§ Work instructions:
Transcribe exactly the line in which "Phrase: brown earth" occurs, plus every line that comes after it up to the end of the entries.

§ Point-per-instance localization data:

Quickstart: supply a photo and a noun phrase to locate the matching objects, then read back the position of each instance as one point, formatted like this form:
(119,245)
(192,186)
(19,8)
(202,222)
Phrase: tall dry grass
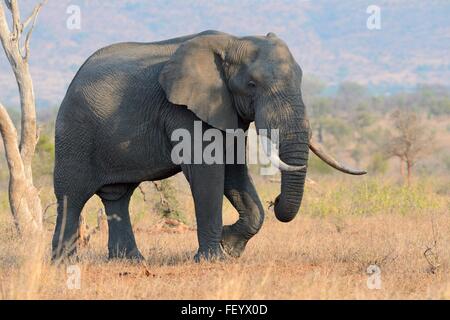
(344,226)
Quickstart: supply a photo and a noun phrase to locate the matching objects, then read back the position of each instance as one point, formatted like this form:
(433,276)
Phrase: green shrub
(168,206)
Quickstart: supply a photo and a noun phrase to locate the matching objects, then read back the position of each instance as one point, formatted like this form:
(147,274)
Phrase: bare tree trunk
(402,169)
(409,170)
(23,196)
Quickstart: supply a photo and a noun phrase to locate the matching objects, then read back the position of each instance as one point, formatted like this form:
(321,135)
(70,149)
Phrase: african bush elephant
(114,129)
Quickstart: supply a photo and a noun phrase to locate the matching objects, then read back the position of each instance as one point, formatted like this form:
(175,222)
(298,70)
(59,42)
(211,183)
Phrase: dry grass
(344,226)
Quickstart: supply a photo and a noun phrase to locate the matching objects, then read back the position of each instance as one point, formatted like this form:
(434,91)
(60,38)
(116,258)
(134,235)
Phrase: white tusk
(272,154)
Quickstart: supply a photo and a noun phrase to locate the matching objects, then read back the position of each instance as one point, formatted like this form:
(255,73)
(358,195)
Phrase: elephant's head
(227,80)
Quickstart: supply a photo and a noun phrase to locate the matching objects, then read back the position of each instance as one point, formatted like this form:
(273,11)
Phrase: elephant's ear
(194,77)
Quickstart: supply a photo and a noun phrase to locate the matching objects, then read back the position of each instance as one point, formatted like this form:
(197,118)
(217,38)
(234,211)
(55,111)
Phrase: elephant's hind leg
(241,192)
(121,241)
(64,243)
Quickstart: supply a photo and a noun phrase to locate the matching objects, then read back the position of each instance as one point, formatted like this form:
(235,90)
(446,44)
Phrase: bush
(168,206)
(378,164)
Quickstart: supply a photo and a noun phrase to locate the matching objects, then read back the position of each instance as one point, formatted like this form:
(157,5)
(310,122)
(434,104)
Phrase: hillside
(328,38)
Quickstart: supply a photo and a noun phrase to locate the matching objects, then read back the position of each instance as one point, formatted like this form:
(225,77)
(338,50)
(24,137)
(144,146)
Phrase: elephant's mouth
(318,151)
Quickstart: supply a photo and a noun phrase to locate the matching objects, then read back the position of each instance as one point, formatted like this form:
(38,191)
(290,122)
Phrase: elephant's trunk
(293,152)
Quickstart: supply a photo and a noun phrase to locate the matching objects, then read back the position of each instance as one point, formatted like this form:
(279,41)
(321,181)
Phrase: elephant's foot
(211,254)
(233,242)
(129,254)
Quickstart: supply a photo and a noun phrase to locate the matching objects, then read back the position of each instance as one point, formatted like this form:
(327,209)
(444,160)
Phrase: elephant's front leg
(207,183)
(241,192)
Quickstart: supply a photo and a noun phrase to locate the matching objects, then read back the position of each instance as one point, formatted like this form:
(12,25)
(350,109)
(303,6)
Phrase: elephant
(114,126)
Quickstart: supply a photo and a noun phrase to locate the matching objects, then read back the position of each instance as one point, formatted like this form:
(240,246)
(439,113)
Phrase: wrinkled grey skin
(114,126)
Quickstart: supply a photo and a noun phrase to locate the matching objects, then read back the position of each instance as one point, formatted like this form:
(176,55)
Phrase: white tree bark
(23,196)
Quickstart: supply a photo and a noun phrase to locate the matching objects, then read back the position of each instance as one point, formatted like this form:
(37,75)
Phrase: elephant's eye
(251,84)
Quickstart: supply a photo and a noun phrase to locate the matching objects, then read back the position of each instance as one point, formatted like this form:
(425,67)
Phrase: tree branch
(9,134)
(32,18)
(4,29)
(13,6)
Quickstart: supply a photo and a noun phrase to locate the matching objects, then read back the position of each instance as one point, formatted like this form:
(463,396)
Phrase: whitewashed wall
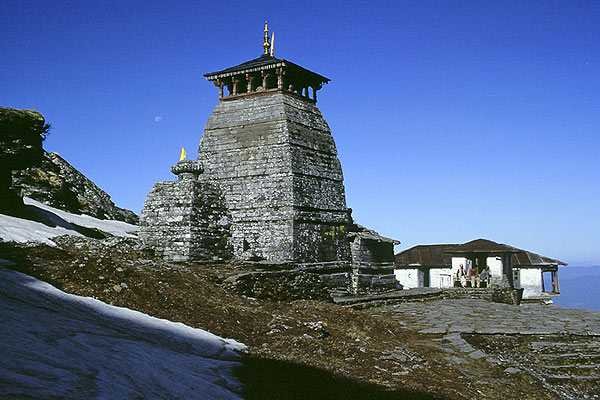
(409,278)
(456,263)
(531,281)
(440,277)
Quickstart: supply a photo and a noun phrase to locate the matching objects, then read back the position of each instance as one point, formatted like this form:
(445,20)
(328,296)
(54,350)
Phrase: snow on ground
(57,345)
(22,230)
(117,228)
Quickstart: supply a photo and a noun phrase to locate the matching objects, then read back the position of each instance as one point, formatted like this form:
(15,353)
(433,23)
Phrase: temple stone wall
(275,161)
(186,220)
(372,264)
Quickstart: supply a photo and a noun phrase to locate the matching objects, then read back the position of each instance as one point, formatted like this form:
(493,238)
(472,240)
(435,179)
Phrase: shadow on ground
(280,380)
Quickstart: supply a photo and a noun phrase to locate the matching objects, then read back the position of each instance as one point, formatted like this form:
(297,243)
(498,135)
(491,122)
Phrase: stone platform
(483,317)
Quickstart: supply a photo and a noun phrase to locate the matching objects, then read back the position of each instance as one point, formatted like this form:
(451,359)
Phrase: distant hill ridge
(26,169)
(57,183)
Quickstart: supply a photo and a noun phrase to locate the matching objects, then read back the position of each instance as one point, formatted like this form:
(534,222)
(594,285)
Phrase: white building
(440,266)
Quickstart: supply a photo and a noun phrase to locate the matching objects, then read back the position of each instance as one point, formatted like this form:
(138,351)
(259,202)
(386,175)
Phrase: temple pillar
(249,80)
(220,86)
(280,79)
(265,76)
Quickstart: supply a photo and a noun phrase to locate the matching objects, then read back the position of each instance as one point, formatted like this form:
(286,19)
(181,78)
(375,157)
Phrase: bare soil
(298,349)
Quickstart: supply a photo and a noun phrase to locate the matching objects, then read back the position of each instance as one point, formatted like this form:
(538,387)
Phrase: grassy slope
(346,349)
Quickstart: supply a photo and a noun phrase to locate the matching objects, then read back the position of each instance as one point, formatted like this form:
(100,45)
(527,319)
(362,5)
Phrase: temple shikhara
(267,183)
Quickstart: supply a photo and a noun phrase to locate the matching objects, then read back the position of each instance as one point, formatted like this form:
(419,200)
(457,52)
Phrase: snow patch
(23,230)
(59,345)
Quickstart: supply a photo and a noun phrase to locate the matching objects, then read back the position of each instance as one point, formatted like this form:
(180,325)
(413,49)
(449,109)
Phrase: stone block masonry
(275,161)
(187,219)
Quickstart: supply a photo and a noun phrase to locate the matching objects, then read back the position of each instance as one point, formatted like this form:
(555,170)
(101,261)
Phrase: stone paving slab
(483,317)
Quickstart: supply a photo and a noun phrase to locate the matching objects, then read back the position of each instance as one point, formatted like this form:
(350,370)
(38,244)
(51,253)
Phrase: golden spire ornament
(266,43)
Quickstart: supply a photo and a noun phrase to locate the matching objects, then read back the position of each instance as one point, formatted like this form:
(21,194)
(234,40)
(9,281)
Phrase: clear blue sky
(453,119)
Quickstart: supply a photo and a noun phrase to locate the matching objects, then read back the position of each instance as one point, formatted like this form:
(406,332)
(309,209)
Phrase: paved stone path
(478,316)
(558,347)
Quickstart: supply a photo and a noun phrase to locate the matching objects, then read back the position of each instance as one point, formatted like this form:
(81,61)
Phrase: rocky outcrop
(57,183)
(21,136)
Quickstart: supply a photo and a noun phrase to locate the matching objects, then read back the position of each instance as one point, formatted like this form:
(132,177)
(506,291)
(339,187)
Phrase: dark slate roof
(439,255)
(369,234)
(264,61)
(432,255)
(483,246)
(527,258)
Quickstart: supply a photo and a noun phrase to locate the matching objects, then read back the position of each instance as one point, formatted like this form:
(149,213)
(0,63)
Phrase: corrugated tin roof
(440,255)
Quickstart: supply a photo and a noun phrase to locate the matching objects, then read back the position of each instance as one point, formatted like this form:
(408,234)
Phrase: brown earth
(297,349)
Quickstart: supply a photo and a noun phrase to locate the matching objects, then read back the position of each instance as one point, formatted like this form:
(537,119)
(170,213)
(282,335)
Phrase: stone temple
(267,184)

§ Output for this task:
Phrase: brown earth
(297,349)
Quickstart: supply a photo and a noun phrase to locate the matching objects, then read back the position of each instance as one point, formatted like this form:
(537,119)
(170,213)
(282,335)
Phrase: stone temple
(267,184)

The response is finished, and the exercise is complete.